→ **EXERCISE DETAILS**: Without altering a word, return the records below, but exclude the pictures.

++++ SUPPLIED RECORDS

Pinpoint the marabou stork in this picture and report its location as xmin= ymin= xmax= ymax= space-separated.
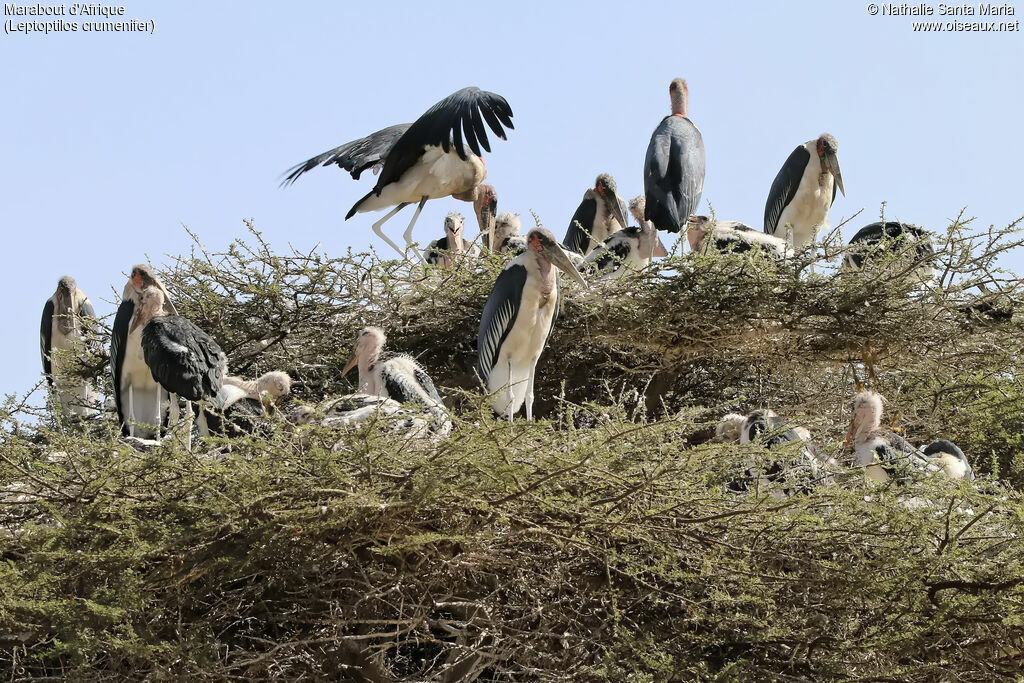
xmin=738 ymin=409 xmax=836 ymax=494
xmin=714 ymin=413 xmax=747 ymax=443
xmin=469 ymin=184 xmax=498 ymax=248
xmin=493 ymin=211 xmax=526 ymax=256
xmin=644 ymin=78 xmax=705 ymax=234
xmin=40 ymin=276 xmax=100 ymax=418
xmin=843 ymin=221 xmax=934 ymax=278
xmin=283 ymin=88 xmax=514 ymax=260
xmin=341 ymin=327 xmax=447 ymax=416
xmin=764 ymin=133 xmax=845 ymax=249
xmin=563 ymin=174 xmax=630 ymax=255
xmin=686 ymin=216 xmax=793 ymax=258
xmin=580 ymin=196 xmax=668 ymax=278
xmin=110 ymin=265 xmax=178 ymax=439
xmin=426 ymin=212 xmax=480 ymax=267
xmin=289 ymin=393 xmax=452 ymax=439
xmin=844 ymin=391 xmax=937 ymax=483
xmin=204 ymin=371 xmax=292 ymax=437
xmin=477 ymin=228 xmax=588 ymax=420
xmin=139 ymin=286 xmax=228 ymax=448
xmin=923 ymin=439 xmax=975 ymax=480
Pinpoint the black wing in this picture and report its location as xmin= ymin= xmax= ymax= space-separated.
xmin=424 ymin=236 xmax=450 ymax=266
xmin=142 ymin=317 xmax=227 ymax=402
xmin=413 ymin=364 xmax=443 ymax=404
xmin=374 ymin=87 xmax=514 ymax=194
xmin=477 ymin=261 xmax=527 ymax=386
xmin=563 ymin=191 xmax=598 ymax=255
xmin=380 ymin=360 xmax=440 ymax=407
xmin=77 ymin=297 xmax=96 ymax=319
xmin=584 ymin=232 xmax=634 ymax=274
xmin=281 ymin=123 xmax=411 ymax=186
xmin=764 ymin=144 xmax=810 ymax=235
xmin=644 ymin=116 xmax=705 ymax=233
xmin=40 ymin=299 xmax=54 ymax=382
xmin=110 ymin=299 xmax=134 ymax=434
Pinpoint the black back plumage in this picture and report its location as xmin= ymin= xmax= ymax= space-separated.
xmin=764 ymin=145 xmax=811 ymax=236
xmin=282 ymin=123 xmax=411 ymax=186
xmin=110 ymin=299 xmax=135 ymax=434
xmin=845 ymin=221 xmax=933 ymax=269
xmin=644 ymin=116 xmax=705 ymax=233
xmin=563 ymin=193 xmax=598 ymax=255
xmin=425 ymin=236 xmax=451 ymax=265
xmin=477 ymin=262 xmax=528 ymax=386
xmin=585 ymin=228 xmax=639 ymax=273
xmin=142 ymin=316 xmax=227 ymax=403
xmin=380 ymin=358 xmax=443 ymax=406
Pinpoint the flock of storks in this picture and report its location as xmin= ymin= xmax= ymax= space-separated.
xmin=39 ymin=78 xmax=971 ymax=493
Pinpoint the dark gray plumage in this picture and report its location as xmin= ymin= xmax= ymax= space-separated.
xmin=763 ymin=145 xmax=812 ymax=237
xmin=477 ymin=262 xmax=528 ymax=389
xmin=142 ymin=315 xmax=227 ymax=405
xmin=644 ymin=79 xmax=705 ymax=233
xmin=923 ymin=439 xmax=975 ymax=480
xmin=282 ymin=123 xmax=411 ymax=185
xmin=563 ymin=175 xmax=628 ymax=255
xmin=843 ymin=221 xmax=933 ymax=270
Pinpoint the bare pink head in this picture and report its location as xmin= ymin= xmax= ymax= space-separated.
xmin=669 ymin=78 xmax=689 ymax=118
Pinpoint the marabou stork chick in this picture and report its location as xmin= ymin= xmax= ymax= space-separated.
xmin=341 ymin=327 xmax=446 ymax=415
xmin=563 ymin=174 xmax=630 ymax=255
xmin=686 ymin=216 xmax=793 ymax=258
xmin=283 ymin=88 xmax=513 ymax=260
xmin=223 ymin=370 xmax=292 ymax=402
xmin=492 ymin=211 xmax=526 ymax=256
xmin=714 ymin=413 xmax=747 ymax=443
xmin=645 ymin=79 xmax=706 ymax=234
xmin=764 ymin=133 xmax=844 ymax=249
xmin=289 ymin=393 xmax=452 ymax=441
xmin=628 ymin=195 xmax=670 ymax=256
xmin=478 ymin=228 xmax=588 ymax=421
xmin=40 ymin=276 xmax=100 ymax=418
xmin=426 ymin=212 xmax=480 ymax=267
xmin=139 ymin=286 xmax=228 ymax=448
xmin=582 ymin=197 xmax=669 ymax=278
xmin=111 ymin=264 xmax=179 ymax=439
xmin=738 ymin=409 xmax=836 ymax=493
xmin=923 ymin=439 xmax=975 ymax=480
xmin=203 ymin=371 xmax=291 ymax=438
xmin=845 ymin=391 xmax=936 ymax=484
xmin=843 ymin=221 xmax=935 ymax=281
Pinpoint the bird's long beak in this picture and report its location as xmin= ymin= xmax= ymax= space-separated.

++++++++

→ **OUTPUT FOR THIS EXERCISE**:
Pinpoint the marabou stork in this picture and report its location as xmin= ymin= xmax= ymax= space-separated.
xmin=738 ymin=409 xmax=836 ymax=494
xmin=714 ymin=413 xmax=747 ymax=443
xmin=469 ymin=184 xmax=498 ymax=248
xmin=493 ymin=211 xmax=526 ymax=256
xmin=644 ymin=78 xmax=705 ymax=234
xmin=40 ymin=276 xmax=100 ymax=418
xmin=843 ymin=221 xmax=934 ymax=278
xmin=283 ymin=88 xmax=514 ymax=260
xmin=341 ymin=327 xmax=447 ymax=416
xmin=764 ymin=133 xmax=845 ymax=249
xmin=563 ymin=174 xmax=630 ymax=255
xmin=686 ymin=216 xmax=793 ymax=258
xmin=580 ymin=196 xmax=668 ymax=278
xmin=110 ymin=265 xmax=178 ymax=439
xmin=426 ymin=212 xmax=480 ymax=267
xmin=289 ymin=393 xmax=452 ymax=439
xmin=844 ymin=391 xmax=937 ymax=483
xmin=204 ymin=371 xmax=292 ymax=437
xmin=477 ymin=228 xmax=588 ymax=420
xmin=139 ymin=286 xmax=228 ymax=448
xmin=923 ymin=439 xmax=975 ymax=480
Pinpoint the black wing in this picture and report its location as xmin= ymin= xmax= ymax= space-separated.
xmin=424 ymin=236 xmax=450 ymax=266
xmin=142 ymin=317 xmax=227 ymax=402
xmin=413 ymin=364 xmax=443 ymax=404
xmin=374 ymin=87 xmax=514 ymax=194
xmin=477 ymin=261 xmax=527 ymax=386
xmin=563 ymin=191 xmax=598 ymax=255
xmin=380 ymin=360 xmax=440 ymax=407
xmin=77 ymin=297 xmax=96 ymax=319
xmin=584 ymin=232 xmax=634 ymax=274
xmin=281 ymin=123 xmax=411 ymax=186
xmin=764 ymin=144 xmax=810 ymax=235
xmin=644 ymin=116 xmax=705 ymax=233
xmin=40 ymin=299 xmax=54 ymax=382
xmin=110 ymin=299 xmax=134 ymax=434
Pinpoint the black back plumage in this picture and report its location as xmin= ymin= xmax= ymax= space-separated.
xmin=764 ymin=145 xmax=811 ymax=236
xmin=282 ymin=123 xmax=411 ymax=186
xmin=110 ymin=299 xmax=135 ymax=434
xmin=845 ymin=221 xmax=933 ymax=269
xmin=644 ymin=116 xmax=705 ymax=233
xmin=563 ymin=193 xmax=598 ymax=255
xmin=425 ymin=236 xmax=451 ymax=265
xmin=477 ymin=262 xmax=528 ymax=386
xmin=585 ymin=228 xmax=639 ymax=273
xmin=142 ymin=316 xmax=227 ymax=403
xmin=380 ymin=358 xmax=443 ymax=406
Pinpoint the flock of storks in this picture and report its location as xmin= ymin= xmax= ymax= space-separated.
xmin=39 ymin=78 xmax=971 ymax=493
Pinpoint the dark gray plumage in this picture and report its location as xmin= ymin= xmax= ymax= space-separated.
xmin=763 ymin=145 xmax=812 ymax=237
xmin=477 ymin=262 xmax=528 ymax=389
xmin=142 ymin=315 xmax=227 ymax=405
xmin=644 ymin=79 xmax=705 ymax=233
xmin=923 ymin=439 xmax=975 ymax=480
xmin=282 ymin=123 xmax=411 ymax=185
xmin=563 ymin=175 xmax=628 ymax=255
xmin=843 ymin=221 xmax=933 ymax=270
Pinpoint the bare pink head in this picture and report its location as xmin= ymin= xmax= ymax= space-separated.
xmin=669 ymin=78 xmax=689 ymax=118
Pinpoint the marabou stork chick in this picture and report its location as xmin= ymin= xmax= ymax= space-separated.
xmin=341 ymin=327 xmax=446 ymax=415
xmin=563 ymin=174 xmax=630 ymax=255
xmin=686 ymin=216 xmax=793 ymax=258
xmin=283 ymin=88 xmax=513 ymax=260
xmin=223 ymin=370 xmax=292 ymax=402
xmin=492 ymin=211 xmax=526 ymax=256
xmin=714 ymin=413 xmax=747 ymax=443
xmin=645 ymin=79 xmax=706 ymax=234
xmin=764 ymin=133 xmax=844 ymax=249
xmin=289 ymin=393 xmax=452 ymax=441
xmin=628 ymin=195 xmax=670 ymax=256
xmin=478 ymin=228 xmax=588 ymax=421
xmin=40 ymin=276 xmax=100 ymax=418
xmin=426 ymin=212 xmax=480 ymax=267
xmin=139 ymin=286 xmax=228 ymax=448
xmin=582 ymin=197 xmax=669 ymax=278
xmin=111 ymin=264 xmax=179 ymax=439
xmin=738 ymin=409 xmax=836 ymax=493
xmin=923 ymin=439 xmax=975 ymax=480
xmin=203 ymin=371 xmax=291 ymax=438
xmin=845 ymin=391 xmax=936 ymax=484
xmin=843 ymin=221 xmax=935 ymax=281
Pinpoint the bird's long beak in this picture and report its location as xmin= ymin= xmax= ymax= space-separated.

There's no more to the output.